*Prompt*.
Where the string "stalk" appears in a line of the data, show that line.
** Opening Exercise input block **
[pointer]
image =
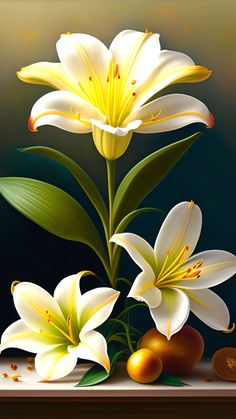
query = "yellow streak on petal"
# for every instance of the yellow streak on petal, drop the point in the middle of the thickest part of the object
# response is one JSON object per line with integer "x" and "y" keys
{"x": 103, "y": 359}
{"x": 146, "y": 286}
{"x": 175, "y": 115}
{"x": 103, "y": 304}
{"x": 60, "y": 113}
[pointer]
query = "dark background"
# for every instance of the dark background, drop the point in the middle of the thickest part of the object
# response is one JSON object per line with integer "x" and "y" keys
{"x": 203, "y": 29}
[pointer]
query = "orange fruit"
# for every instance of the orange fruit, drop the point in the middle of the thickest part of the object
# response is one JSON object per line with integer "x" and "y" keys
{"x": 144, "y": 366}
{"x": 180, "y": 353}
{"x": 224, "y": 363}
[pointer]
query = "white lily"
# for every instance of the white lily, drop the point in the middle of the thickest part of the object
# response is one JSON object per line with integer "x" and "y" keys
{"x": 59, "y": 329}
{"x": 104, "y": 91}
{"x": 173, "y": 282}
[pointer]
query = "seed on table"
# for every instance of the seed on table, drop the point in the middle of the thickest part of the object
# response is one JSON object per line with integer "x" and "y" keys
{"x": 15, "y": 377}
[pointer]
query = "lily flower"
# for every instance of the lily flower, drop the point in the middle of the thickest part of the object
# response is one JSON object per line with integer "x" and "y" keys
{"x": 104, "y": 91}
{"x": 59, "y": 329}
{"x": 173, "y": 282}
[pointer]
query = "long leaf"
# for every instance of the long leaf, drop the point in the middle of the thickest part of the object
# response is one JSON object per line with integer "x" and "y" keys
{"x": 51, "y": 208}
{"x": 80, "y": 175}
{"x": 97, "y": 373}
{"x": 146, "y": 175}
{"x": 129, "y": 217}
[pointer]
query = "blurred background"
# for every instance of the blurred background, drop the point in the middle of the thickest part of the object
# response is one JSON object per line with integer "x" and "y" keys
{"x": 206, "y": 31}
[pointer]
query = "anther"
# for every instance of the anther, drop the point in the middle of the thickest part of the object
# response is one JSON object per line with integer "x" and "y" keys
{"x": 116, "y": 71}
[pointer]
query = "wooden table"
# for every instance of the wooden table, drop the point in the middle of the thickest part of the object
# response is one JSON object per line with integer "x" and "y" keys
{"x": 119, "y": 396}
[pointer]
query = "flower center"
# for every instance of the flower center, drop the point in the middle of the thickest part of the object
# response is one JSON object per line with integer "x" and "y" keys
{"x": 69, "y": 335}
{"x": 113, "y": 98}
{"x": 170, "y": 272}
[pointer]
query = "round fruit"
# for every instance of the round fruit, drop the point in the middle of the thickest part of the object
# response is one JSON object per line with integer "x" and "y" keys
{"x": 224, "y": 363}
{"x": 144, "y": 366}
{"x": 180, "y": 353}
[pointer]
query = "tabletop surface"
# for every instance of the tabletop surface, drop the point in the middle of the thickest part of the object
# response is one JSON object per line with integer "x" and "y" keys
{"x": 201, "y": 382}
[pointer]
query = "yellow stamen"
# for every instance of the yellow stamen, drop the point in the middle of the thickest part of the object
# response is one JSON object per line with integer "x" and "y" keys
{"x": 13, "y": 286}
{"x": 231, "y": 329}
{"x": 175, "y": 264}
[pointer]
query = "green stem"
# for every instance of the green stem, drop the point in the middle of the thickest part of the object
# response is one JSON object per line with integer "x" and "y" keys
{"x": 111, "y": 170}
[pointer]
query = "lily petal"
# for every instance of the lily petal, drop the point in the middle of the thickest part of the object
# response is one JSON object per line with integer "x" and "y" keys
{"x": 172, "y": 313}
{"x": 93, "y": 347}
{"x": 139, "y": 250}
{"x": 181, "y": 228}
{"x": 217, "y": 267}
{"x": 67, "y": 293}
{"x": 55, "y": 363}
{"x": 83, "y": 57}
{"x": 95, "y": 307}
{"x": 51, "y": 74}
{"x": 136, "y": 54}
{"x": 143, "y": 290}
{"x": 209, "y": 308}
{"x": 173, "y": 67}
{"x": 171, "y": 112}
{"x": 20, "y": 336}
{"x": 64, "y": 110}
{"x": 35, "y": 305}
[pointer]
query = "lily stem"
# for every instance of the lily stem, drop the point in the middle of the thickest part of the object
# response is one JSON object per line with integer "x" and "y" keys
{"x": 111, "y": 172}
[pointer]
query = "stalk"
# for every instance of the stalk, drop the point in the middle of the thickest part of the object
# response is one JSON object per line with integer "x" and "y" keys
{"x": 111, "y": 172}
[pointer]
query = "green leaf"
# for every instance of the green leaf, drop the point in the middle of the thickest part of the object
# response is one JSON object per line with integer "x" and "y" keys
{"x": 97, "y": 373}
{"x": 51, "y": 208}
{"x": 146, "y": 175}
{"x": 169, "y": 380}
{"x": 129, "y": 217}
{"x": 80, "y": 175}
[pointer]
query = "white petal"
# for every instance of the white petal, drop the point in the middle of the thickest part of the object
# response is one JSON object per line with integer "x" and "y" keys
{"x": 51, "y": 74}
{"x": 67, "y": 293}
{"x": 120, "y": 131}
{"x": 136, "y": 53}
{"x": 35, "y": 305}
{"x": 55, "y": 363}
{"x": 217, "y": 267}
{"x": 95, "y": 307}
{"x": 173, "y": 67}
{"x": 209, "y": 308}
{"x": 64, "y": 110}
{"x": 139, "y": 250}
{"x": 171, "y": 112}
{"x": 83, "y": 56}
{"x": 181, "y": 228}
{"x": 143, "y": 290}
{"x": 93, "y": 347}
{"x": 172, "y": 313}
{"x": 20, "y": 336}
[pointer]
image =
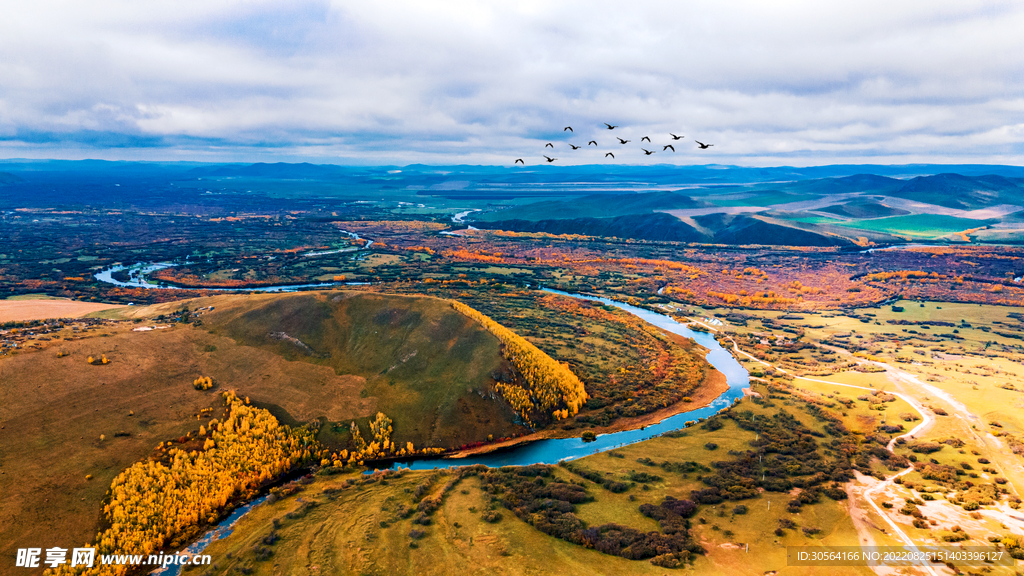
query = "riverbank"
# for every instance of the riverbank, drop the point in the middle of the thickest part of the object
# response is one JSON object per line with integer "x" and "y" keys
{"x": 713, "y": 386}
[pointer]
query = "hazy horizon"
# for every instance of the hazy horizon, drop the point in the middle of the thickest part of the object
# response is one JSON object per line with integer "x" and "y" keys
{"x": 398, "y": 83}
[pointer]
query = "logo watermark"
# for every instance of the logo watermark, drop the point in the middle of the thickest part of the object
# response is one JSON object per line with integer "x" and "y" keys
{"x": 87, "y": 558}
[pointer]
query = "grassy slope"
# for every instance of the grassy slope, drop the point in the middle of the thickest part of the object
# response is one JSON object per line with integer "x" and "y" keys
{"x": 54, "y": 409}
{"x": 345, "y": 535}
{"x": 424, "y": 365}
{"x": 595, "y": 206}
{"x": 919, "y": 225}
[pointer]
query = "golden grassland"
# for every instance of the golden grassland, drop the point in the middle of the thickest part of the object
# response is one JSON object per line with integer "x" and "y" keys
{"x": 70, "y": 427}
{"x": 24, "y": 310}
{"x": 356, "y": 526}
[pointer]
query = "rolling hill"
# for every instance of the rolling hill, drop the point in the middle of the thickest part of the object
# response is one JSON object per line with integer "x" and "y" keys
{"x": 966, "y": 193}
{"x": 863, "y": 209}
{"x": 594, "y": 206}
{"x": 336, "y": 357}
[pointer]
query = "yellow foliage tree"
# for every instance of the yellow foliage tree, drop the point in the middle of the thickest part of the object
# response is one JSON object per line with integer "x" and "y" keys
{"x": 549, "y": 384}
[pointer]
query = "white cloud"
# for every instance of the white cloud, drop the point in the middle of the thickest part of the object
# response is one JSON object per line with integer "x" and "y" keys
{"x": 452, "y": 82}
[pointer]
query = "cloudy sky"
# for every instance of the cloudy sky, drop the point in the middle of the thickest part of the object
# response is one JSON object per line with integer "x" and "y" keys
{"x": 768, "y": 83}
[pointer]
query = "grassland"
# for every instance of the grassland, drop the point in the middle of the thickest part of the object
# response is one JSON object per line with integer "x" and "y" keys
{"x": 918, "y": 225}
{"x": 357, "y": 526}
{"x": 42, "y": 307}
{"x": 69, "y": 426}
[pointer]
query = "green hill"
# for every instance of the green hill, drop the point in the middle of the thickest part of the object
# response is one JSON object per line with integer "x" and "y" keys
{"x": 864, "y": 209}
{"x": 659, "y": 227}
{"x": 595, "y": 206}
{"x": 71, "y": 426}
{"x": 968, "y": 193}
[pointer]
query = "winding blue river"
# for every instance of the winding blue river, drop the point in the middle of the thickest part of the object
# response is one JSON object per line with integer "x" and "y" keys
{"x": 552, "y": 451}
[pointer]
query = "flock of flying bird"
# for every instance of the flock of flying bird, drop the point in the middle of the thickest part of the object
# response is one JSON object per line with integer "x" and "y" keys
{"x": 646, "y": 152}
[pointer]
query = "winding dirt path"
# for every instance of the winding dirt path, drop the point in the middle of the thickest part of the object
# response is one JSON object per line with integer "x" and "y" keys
** Closing Exercise input block **
*Solution for this problem*.
query = "stalk"
# for every instance of the stalk, drop the point in the middle of the thickest part of the object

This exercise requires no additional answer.